Entries taken from a collection:
——————

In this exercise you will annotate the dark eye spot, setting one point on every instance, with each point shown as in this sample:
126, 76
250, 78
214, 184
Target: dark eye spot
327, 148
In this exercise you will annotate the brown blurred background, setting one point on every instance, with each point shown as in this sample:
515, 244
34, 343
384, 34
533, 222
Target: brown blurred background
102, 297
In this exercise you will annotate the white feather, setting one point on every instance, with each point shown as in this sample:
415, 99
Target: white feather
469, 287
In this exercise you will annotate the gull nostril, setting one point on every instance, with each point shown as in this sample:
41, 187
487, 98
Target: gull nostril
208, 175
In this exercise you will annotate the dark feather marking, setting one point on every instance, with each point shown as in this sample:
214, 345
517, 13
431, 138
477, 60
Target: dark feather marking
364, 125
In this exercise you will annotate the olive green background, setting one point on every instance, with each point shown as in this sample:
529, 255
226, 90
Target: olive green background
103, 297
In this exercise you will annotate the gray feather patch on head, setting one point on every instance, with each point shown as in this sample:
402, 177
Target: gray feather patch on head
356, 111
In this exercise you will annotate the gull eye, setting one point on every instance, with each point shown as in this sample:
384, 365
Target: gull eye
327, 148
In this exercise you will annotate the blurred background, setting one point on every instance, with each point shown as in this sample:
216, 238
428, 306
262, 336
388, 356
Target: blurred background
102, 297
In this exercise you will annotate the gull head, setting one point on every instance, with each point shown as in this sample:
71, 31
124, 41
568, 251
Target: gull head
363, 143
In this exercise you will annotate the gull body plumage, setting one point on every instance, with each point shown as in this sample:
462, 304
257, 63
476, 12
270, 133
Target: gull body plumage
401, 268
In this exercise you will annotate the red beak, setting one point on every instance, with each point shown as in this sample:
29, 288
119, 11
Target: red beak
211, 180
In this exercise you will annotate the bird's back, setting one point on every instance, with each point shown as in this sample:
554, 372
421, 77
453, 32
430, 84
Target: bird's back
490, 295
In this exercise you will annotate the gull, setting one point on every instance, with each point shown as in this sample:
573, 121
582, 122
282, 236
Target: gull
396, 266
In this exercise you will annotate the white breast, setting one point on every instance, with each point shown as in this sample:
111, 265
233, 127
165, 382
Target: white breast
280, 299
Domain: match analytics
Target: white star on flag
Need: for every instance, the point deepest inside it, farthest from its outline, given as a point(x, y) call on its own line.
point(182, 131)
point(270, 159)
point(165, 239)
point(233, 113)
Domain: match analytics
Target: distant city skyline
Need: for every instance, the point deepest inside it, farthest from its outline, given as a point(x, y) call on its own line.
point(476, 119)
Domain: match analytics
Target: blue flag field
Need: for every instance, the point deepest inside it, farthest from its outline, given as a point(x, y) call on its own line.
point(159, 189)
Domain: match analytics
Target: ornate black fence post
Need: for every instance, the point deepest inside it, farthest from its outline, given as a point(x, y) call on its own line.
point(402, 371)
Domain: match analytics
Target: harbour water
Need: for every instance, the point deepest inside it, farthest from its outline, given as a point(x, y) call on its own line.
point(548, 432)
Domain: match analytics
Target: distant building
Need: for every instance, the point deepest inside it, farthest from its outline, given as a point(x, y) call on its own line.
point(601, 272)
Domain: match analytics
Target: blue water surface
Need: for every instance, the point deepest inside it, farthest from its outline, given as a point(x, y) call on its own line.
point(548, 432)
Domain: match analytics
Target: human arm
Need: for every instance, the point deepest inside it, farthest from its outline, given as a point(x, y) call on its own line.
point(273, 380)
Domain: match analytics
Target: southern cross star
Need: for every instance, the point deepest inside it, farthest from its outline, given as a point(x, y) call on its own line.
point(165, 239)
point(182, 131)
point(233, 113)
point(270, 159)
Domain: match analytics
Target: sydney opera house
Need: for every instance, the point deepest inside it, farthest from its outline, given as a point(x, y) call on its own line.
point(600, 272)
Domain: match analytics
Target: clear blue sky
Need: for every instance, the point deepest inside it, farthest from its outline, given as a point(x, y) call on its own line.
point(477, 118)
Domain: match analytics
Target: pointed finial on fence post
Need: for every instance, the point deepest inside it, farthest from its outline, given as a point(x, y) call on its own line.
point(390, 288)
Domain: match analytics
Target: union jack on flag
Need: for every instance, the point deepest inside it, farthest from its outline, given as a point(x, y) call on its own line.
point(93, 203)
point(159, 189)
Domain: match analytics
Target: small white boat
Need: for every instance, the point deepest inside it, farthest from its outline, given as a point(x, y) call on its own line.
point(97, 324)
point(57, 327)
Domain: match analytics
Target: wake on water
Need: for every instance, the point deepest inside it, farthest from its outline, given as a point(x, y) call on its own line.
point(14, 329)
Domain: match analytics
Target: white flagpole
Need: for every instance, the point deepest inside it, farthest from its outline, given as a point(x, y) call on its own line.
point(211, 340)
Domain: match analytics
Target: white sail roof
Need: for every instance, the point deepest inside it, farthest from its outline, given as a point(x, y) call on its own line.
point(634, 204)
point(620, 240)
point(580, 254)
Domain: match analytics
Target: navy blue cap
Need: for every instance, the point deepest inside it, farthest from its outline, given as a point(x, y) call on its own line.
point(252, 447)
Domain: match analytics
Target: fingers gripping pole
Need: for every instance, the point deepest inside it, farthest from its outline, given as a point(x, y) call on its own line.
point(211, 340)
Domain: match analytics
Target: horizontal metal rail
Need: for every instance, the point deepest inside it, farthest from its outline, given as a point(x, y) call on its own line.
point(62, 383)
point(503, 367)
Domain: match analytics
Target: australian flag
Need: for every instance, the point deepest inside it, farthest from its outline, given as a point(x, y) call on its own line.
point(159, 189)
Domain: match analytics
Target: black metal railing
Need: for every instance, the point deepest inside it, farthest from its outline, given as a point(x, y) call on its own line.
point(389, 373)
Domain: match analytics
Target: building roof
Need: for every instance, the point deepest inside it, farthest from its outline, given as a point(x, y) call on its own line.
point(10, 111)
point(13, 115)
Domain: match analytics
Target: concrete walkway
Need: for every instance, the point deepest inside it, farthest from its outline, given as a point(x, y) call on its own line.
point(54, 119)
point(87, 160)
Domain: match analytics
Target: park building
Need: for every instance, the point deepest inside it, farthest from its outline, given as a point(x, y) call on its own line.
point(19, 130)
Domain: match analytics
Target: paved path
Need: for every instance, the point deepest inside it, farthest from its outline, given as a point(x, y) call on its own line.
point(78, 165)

——————

(Activity) If a line above holds the word "distant", count it; then say how many such lines there are and nothing else.

(Answer to the exercise) 2